## Exercise instructions
Reproduce the following material line for line, with no changes.

[Data listing]

::::

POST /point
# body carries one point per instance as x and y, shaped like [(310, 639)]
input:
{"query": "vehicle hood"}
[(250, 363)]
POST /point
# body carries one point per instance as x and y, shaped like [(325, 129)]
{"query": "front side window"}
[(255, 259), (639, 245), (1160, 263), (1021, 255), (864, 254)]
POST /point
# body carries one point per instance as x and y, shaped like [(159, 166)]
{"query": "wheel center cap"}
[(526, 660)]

::::

## Solution for this exercise
POST /point
# body carries one point per instance as x and y, shaped like [(310, 639)]
input:
{"query": "vehicle hood"}
[(250, 363)]
POST /point
# body carries one point per instance as x and y, shaped like [(325, 129)]
{"query": "front side window"}
[(255, 259), (639, 245), (1160, 263), (1021, 255), (864, 254)]
POST /point
# body carries one point per instance as x and y, shaped like [(159, 166)]
{"query": "wheel center cap"}
[(526, 660)]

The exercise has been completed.